Work to be completed: Output the records exactly. Include every line.

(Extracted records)
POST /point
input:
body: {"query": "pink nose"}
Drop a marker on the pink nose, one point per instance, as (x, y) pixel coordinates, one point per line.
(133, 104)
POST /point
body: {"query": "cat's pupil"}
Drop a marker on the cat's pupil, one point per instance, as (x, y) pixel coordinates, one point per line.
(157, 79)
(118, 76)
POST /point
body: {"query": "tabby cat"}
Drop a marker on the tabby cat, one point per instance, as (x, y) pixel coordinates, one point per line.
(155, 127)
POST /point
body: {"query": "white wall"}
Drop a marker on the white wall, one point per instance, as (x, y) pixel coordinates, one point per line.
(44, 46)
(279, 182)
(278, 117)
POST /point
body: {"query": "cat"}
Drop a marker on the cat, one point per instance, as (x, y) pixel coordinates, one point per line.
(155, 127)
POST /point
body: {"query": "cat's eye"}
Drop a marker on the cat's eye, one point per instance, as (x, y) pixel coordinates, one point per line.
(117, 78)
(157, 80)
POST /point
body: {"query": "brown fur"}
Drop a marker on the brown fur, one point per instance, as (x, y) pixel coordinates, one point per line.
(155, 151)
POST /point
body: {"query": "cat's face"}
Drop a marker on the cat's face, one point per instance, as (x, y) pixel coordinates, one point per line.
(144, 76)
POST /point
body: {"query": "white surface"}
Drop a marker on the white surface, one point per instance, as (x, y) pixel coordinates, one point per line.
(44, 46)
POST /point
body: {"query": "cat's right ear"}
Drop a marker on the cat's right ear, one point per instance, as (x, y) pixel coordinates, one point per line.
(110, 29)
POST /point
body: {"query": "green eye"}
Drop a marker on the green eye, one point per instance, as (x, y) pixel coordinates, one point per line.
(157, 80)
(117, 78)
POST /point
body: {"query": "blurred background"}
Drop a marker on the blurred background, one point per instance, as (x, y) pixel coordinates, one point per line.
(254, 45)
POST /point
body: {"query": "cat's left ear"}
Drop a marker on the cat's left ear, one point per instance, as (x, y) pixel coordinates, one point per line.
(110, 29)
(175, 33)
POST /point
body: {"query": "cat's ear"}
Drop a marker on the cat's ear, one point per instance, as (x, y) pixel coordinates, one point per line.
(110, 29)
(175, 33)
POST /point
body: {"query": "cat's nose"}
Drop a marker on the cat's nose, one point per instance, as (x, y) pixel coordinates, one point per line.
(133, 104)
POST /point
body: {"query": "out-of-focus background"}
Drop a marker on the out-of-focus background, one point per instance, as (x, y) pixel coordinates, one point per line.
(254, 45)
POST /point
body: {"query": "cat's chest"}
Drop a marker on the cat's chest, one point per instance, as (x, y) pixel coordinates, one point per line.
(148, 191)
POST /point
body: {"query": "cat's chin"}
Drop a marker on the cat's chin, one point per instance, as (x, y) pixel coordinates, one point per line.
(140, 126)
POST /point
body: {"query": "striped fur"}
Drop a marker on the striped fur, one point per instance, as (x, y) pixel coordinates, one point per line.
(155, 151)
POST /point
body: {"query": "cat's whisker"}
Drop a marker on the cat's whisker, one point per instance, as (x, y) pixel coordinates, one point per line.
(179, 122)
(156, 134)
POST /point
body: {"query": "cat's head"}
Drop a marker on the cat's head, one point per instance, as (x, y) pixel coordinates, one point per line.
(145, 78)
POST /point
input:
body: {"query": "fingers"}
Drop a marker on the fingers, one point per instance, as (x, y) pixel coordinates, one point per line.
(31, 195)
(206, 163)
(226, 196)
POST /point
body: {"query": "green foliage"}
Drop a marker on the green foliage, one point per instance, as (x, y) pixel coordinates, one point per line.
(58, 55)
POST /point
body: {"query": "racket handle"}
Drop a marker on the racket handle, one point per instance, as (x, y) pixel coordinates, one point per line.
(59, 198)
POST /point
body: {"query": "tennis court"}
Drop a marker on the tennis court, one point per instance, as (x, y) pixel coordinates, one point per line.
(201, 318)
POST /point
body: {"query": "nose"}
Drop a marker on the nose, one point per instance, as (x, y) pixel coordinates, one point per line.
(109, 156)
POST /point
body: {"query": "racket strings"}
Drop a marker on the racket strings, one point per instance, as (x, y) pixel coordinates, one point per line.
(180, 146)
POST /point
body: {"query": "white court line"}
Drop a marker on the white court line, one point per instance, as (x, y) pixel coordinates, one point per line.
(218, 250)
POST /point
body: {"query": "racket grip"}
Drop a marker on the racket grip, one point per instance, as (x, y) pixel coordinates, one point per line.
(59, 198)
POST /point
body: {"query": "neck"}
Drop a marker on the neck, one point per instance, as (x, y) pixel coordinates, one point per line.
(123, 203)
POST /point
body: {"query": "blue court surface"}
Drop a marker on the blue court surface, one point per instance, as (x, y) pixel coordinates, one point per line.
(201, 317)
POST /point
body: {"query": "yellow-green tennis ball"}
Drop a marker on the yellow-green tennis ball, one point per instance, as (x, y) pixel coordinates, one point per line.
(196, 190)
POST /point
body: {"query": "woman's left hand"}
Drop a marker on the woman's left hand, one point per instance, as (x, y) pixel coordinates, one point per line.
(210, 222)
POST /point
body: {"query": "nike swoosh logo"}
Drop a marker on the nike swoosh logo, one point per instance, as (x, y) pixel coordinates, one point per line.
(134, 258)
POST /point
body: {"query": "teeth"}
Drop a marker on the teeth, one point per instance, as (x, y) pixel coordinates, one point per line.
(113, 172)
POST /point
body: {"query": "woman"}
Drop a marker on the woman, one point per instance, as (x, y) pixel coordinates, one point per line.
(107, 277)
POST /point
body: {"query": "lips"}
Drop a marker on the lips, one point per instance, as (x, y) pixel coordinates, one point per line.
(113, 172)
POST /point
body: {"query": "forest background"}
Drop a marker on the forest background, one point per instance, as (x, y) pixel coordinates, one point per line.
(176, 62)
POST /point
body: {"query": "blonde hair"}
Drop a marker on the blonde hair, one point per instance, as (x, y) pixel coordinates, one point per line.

Response to this exercise:
POST /point
input:
body: {"query": "pink nose"}
Drop a marker on the pink nose, one point per instance, as (x, y) pixel coordinates, one point per line.
(133, 104)
POST /point
body: {"query": "cat's pupil"}
Drop a marker on the cat's pupil, one point per instance, as (x, y) pixel coordinates, one point per line.
(157, 79)
(118, 76)
POST /point
body: {"query": "tabby cat"}
Drop a marker on the tabby cat, one point per instance, as (x, y) pixel coordinates, one point per line.
(155, 127)
POST /point
body: {"query": "white wall"}
Drop a marker on the white wall, one point per instance, as (x, y) pixel coordinates, one point per line.
(44, 46)
(279, 182)
(278, 117)
POST /point
body: {"query": "cat"}
Drop a marker on the cat, one point per instance, as (x, y) pixel coordinates, one point per line.
(155, 127)
POST /point
body: {"query": "cat's eye"}
Drop a marker on the cat's eye, one point per instance, as (x, y) pixel coordinates, one point per line.
(117, 78)
(157, 80)
POST /point
body: {"query": "brown fur"}
Drop a marker on the brown fur, one point per instance, as (x, y) pixel coordinates, one point per line.
(155, 151)
POST /point
body: {"query": "cat's face"}
Drop a marker on the cat's face, one point per instance, as (x, y) pixel coordinates, one point per line.
(144, 76)
POST /point
body: {"query": "white surface"}
Drop a marker on the white surface, one point per instance, as (x, y) pixel coordinates, one point per line.
(44, 46)
POST /point
body: {"query": "cat's right ear"}
Drop a marker on the cat's right ear, one point per instance, as (x, y) pixel coordinates, one point per line.
(110, 29)
POST /point
body: {"query": "green eye"}
Drop a marker on the green eye, one point per instance, as (x, y) pixel coordinates, one point per line.
(157, 80)
(117, 78)
POST /point
body: {"query": "blurred background"}
Drop a marker on the blurred background, one point per instance, as (x, y) pixel coordinates, one point per line.
(254, 45)
POST /point
body: {"query": "cat's left ear"}
Drop a marker on the cat's left ear, one point per instance, as (x, y) pixel coordinates, one point per line.
(110, 29)
(175, 33)
POST /point
body: {"query": "cat's ear"}
Drop a marker on the cat's ear, one point per instance, as (x, y) pixel coordinates, one point per line.
(110, 29)
(175, 33)
POST /point
body: {"query": "cat's nose"}
Drop a marker on the cat's nose, one point per instance, as (x, y) pixel coordinates, one point per line.
(133, 104)
POST /point
body: {"query": "out-of-focus background"}
Drop a marker on the out-of-focus background, one point per instance, as (x, y) pixel coordinates, one point per line.
(254, 45)
POST /point
body: {"query": "cat's chest"}
Drop a marker on the cat's chest, one point per instance, as (x, y) pixel coordinates, one point per line.
(148, 191)
POST /point
body: {"query": "cat's chin"}
Drop a marker on the cat's chin, one point per instance, as (x, y) pixel coordinates, one point per line.
(140, 126)
POST /point
body: {"query": "striped fur"}
Drop a marker on the striped fur, one point per instance, as (x, y) pixel coordinates, one point per line.
(155, 151)
POST /point
body: {"query": "cat's whisker"}
Drop a marker on the cat's whisker, one point per instance, as (x, y) pixel coordinates, one point per line.
(179, 122)
(156, 134)
POST /point
body: {"query": "cat's head"}
Drop a marker on the cat's head, one point per instance, as (x, y) pixel coordinates, one point per line.
(145, 78)
POST /point
input:
body: {"query": "fingers"}
Drop a marker on the fingers, one point per instance, as (x, y) pixel coordinates, one point per line.
(31, 195)
(206, 163)
(226, 196)
POST /point
body: {"query": "green foliage"}
Drop a marker on the green foliage, one point per instance, as (x, y) pixel coordinates, one point per line.
(58, 55)
POST /point
body: {"query": "racket handle"}
Drop a marker on the racket handle, one point per instance, as (x, y) pixel coordinates, one point per line.
(59, 198)
POST /point
body: {"query": "tennis court"}
Drop a marker on the tennis court, one point per instance, as (x, y) pixel coordinates, one point per line.
(201, 318)
POST /point
body: {"query": "nose"}
Drop a marker on the nose, one point per instance, as (x, y) pixel coordinates, one point per line.
(109, 156)
POST /point
body: {"query": "racket strings"}
Drop a marker on the racket strings, one point per instance, as (x, y) pixel coordinates, one point per line.
(180, 146)
POST /point
body: {"query": "white court line"}
Drop a marker on the white court line, one point per instance, as (x, y) pixel coordinates, one point per line.
(218, 250)
POST /point
body: {"query": "racket grip"}
Drop a marker on the racket grip, one point per instance, as (x, y) pixel coordinates, one point per line.
(59, 198)
POST /point
body: {"query": "neck"}
Drop a marker on the neck, one point per instance, as (x, y) pixel coordinates, one point per line.
(123, 203)
POST /point
body: {"query": "blue court surface"}
Drop a marker on the blue court surface, one point per instance, as (x, y) pixel coordinates, one point per line.
(201, 317)
POST /point
body: {"query": "yellow-green tennis ball"}
Drop a marker on the yellow-green tennis ball, one point per instance, as (x, y) pixel coordinates, one point per line.
(196, 190)
POST /point
body: {"query": "woman's left hand"}
Drop a marker on the woman's left hand, one point per instance, as (x, y) pixel coordinates, one point per line.
(210, 222)
POST /point
body: {"query": "nike swoosh logo"}
Drop a marker on the nike swoosh logo, one point per instance, as (x, y) pixel coordinates, one point per line.
(134, 258)
POST /point
body: {"query": "teeth"}
Drop a marker on the teeth, one point per instance, as (x, y) pixel coordinates, one point per line.
(113, 172)
POST /point
body: {"query": "woman"}
Drop a marker on the woman, one point per instance, as (x, y) pixel coordinates, one point per line.
(107, 277)
POST /point
body: {"query": "lips"}
Drop a marker on the lips, one point per instance, as (x, y) pixel coordinates, one point per line.
(113, 172)
POST /point
body: {"query": "forest background"}
Drop a marker on the forest background, one point per instance, as (x, y) pixel coordinates, one point per line.
(176, 62)
POST /point
body: {"query": "blonde hair"}
Drop a marker on the blonde hair, one point per instance, as (x, y) pixel coordinates, one point per line.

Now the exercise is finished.